DATA SHOWN =>
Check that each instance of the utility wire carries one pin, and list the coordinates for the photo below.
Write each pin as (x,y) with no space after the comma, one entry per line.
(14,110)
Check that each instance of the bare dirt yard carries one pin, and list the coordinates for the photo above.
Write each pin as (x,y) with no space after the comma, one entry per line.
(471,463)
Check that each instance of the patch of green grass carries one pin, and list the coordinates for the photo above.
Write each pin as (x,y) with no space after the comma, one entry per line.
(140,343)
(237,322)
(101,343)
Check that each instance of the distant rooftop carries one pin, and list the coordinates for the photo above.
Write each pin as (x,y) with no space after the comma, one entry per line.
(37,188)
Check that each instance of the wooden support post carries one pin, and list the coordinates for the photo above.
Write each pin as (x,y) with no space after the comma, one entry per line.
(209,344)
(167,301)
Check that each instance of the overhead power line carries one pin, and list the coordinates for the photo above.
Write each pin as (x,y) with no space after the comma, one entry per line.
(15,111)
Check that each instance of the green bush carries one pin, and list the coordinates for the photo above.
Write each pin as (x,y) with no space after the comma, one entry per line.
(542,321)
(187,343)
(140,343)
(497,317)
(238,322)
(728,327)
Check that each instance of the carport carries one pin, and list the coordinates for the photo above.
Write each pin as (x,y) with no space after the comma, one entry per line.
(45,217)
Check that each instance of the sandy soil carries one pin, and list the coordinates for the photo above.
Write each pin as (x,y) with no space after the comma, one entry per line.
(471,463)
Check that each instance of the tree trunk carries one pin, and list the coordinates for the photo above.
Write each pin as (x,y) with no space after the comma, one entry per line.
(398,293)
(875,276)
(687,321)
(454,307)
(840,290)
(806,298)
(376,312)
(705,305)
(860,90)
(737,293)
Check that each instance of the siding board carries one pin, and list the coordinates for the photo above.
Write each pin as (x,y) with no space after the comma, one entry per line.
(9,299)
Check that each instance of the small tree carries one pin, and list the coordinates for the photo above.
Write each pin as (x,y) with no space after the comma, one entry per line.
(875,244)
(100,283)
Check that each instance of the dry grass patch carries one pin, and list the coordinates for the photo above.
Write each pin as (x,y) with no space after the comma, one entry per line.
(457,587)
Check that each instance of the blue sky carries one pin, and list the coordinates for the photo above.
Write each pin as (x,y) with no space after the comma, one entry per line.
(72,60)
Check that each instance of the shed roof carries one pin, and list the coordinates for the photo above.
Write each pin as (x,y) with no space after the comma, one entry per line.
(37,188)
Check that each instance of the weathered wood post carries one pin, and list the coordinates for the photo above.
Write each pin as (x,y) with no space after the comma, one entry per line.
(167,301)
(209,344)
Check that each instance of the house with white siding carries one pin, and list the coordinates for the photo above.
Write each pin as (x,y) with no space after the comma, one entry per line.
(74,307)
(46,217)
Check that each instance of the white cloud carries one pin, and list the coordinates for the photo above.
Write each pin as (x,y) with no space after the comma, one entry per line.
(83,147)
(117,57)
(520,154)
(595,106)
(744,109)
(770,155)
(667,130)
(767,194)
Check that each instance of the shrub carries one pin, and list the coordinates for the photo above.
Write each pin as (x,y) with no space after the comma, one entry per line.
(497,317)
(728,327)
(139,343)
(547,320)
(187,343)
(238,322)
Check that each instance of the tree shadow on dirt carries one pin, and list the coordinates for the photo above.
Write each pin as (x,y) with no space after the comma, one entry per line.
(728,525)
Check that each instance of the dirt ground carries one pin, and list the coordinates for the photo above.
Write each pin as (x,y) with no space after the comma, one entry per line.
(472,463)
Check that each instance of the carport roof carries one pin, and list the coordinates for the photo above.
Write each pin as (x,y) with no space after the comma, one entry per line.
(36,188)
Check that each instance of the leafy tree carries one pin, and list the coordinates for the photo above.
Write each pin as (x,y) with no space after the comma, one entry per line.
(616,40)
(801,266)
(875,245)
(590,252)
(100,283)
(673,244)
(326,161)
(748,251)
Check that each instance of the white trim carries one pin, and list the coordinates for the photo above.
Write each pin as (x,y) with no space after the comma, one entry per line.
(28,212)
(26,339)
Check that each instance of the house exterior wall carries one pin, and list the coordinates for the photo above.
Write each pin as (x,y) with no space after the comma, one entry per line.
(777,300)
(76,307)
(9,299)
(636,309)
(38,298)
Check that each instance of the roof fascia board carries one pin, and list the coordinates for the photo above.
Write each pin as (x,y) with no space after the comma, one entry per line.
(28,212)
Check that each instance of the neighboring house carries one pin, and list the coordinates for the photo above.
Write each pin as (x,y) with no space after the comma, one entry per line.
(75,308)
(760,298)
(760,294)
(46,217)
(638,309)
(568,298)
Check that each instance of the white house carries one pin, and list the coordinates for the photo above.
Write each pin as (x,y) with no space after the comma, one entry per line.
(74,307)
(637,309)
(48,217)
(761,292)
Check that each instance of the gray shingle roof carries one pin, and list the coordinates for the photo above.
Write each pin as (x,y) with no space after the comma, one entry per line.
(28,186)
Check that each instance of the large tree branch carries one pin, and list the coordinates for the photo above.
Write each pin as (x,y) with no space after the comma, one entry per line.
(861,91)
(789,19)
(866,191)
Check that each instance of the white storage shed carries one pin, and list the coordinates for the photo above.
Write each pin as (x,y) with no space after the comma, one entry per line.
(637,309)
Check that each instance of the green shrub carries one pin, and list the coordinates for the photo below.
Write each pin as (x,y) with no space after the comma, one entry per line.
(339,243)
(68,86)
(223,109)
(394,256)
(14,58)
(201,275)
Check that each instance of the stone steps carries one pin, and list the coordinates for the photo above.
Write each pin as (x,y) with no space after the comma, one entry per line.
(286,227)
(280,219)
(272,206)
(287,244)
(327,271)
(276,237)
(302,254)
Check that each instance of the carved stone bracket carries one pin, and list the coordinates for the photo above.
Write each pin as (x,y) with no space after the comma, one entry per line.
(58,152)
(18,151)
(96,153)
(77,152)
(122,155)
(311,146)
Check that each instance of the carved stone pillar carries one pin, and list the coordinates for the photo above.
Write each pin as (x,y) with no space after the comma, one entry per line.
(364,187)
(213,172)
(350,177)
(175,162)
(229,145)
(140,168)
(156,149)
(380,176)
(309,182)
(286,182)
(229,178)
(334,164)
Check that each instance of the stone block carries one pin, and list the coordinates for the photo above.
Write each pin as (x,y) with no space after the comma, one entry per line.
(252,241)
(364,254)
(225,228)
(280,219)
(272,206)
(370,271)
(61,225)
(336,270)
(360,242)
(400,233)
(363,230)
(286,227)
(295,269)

WRITTEN INSTRUCTION => Provide all the records again, word for word.

RESULT FOR THIS TASK =>
Check that each instance of the utility wire carries one pin, and list the coordinates for the photo below.
Write each pin as (x,y) with no space after the comma, one entry per line.
(14,110)
Check that each instance of the bare dirt yard carries one pin, and list the coordinates for the photo above.
Write each pin as (x,y) with no space after the comma, one entry per line.
(471,463)
Check that each instance of the patch of green grass carries one pin, and list the coordinates for the photo above.
Write each pin as (x,y) with no space after the comma, one entry per line.
(140,343)
(237,322)
(101,343)
Check that each instance of the distant rooftop carries one pin, and list the coordinates for the photo above.
Write each pin as (x,y) with no space after the comma, one entry per line.
(37,188)
Check that each instance of the wooden support post carries one pin, and list the coordinates for the photo above.
Write each pin as (x,y) with no space after the comma, one entry per line.
(209,344)
(167,301)
Check that each instance of the overhead power line carries one pin, and list the coordinates for the photo above.
Write each pin as (x,y) with no space after the comma, one entry per line.
(15,111)
Check that each instance of the green bush carries one pin, and list the coordinates for the photo above.
Write each pin as (x,y) with no space after the comma, one entry per line.
(542,321)
(187,343)
(140,343)
(497,317)
(238,322)
(728,327)
Check that each instance of the carport carries one pin, and list the coordinates for the photo above.
Write each pin as (x,y) with no space after the comma, one entry per line.
(45,217)
Check that each instance of the sandy soil carries one pin, and list the coordinates for the photo above.
Write each pin as (x,y) with no space after the comma, one entry per line.
(471,463)
Check that each instance of the tree trunk carries one pin, and list the coordinates for the photo above.
Write each pin as (x,y) with no space after the comma, one entry per line.
(398,293)
(875,276)
(687,321)
(454,307)
(840,290)
(806,298)
(376,312)
(705,305)
(860,90)
(737,293)
Check that each instance of the siding board carries one pin, and list the coordinates for the photo above.
Write each pin as (x,y) with no space after the comma, one entry per line.
(9,299)
Check that each instance of the small tree carries one pin, and list the coordinates for the photo above.
Write each pin as (x,y) with no space after the comma, one entry per line.
(875,244)
(100,283)
Check that each instance of the dry grass patch carries one pin, and list the coordinates for the photo above.
Write each pin as (x,y) with no space after the comma, one entry per line.
(457,587)
Check that each instance of the blue sky carries one pin, and list the coordinates for the photo above.
Write each pin as (x,y) with no space after the comma, one entry per line.
(72,60)
Check that each instance of the shed roof carries one pin, and list the coordinates for the photo above.
Write each pin as (x,y) with no space after the comma, one entry per line.
(37,188)
Check that each instance of the weathered wood post carries one pin, and list the coordinates for the photo above.
Write each pin as (x,y) with no space after the comma, one entry per line.
(167,301)
(209,344)
Check that each instance of the house with white siding carries one pin, and list the coordinates for the photo above.
Write each pin as (x,y) with no space after the comma, one entry per line.
(74,307)
(46,217)
Check that each instance of the white cloud carries one pin, and list the coordinates for the photo above.
Write each pin as (x,y) with no space after the comma, one entry per line.
(83,147)
(117,57)
(520,154)
(595,106)
(744,109)
(770,155)
(667,130)
(767,194)
Check that each instance of the shrub carries one pin, and list the coordinates for the photo above.
Write each pin as (x,y) with no space after the comma, one entry per line.
(497,317)
(728,327)
(139,343)
(547,320)
(187,343)
(238,322)
Check that each instance of the tree shadow on dirt carries one pin, and list the coordinates for the photo above.
Write each pin as (x,y) with no space after the comma, one entry per line.
(728,525)
Check that each instance of the dirt ground carries one pin, and list the coordinates for the photo above.
Write each pin as (x,y) with no space after the comma, one entry per line.
(472,463)
Check that each instance of the carport roof carries one pin, and list the coordinates for the photo above.
Write each pin as (x,y) with no space after the comma, one entry per line.
(36,188)
Check that each instance of the leafy tree carries one pin, and list the coordinates for the photo above.
Write each pin as (x,y) with no space after the comma, one entry per line.
(616,40)
(801,266)
(875,245)
(590,252)
(100,283)
(673,244)
(326,161)
(748,251)
Check that each instance of the white trim carries one pin, and list the coordinates for the photo above.
Write each pin as (x,y) with no space after the comma, one entry per line.
(28,212)
(26,339)
Check that each instance of the house exterior wall carries one pin, and list the coordinates for the photo above.
Write each pin as (x,y) with no space after the comma, one entry per line.
(777,300)
(76,307)
(9,299)
(636,309)
(38,298)
Check that each instance of the roof fascia board carries one pin, and list the coordinates for the photo above.
Write each pin as (x,y) with no space after the comma, one entry per line.
(28,212)
Check that each instance of the neighboring house carries one pin, and list the coordinates for the photo above.
Write each pin as (x,y) with no space after the comma, one entry per line.
(75,308)
(760,298)
(760,294)
(46,217)
(638,309)
(568,298)
Check that each instance of the white house carries one pin, and list the coordinates for the photo above.
Write each pin as (x,y) with no space after the comma, one entry per line.
(74,307)
(637,309)
(48,217)
(761,292)
Check that each instance of the gray shingle roof carries one pin, and list the coordinates for the photo above.
Write each pin as (x,y) with no space after the comma, one entry per line.
(28,186)
Check that each instance of the large tree branch carries one pin, and list the coordinates for the photo above.
Write each pin as (x,y) with no space after the comma, one entry per line.
(861,91)
(789,19)
(866,191)
Check that each instance of the white storage shed carries one pin, and list the coordinates for the photo above.
Write each pin as (x,y) with no space after the comma, one entry per line.
(637,309)
Check that each instance of the green shrub carries one pin, and list the coordinates for the photo below.
Write each pin as (x,y) with no space after the comma, one entry per line.
(339,243)
(68,86)
(223,109)
(394,256)
(14,58)
(201,275)
Check that each instance of the stone steps carries one pin, and list the coordinates for the photo above.
Write each pin as (x,y) with no space after the comma, one entry per line.
(286,227)
(280,219)
(272,206)
(287,244)
(327,271)
(276,237)
(302,254)
Check that each instance of the carved stone bracket carries one pin, and list the coordinates for the photo above.
Write each pin as (x,y) with no space after the comma, one entry per line.
(58,152)
(18,151)
(96,153)
(77,152)
(122,155)
(311,146)
Check that each instance of the carved stone pillar carries one pin, and list the coordinates for the photo above.
Write each pin as (x,y) with no space after the comma, one entry per line.
(364,187)
(213,172)
(350,177)
(175,162)
(229,145)
(140,168)
(156,149)
(380,176)
(309,182)
(286,182)
(229,178)
(334,164)
Check that each instance of the stone block carries one pin, and list the coordinates for the photo above.
Write each pin as (x,y) with no space after the comma, one entry per line.
(252,241)
(364,254)
(225,228)
(280,219)
(272,206)
(370,271)
(61,225)
(336,270)
(360,242)
(400,233)
(363,230)
(286,227)
(295,269)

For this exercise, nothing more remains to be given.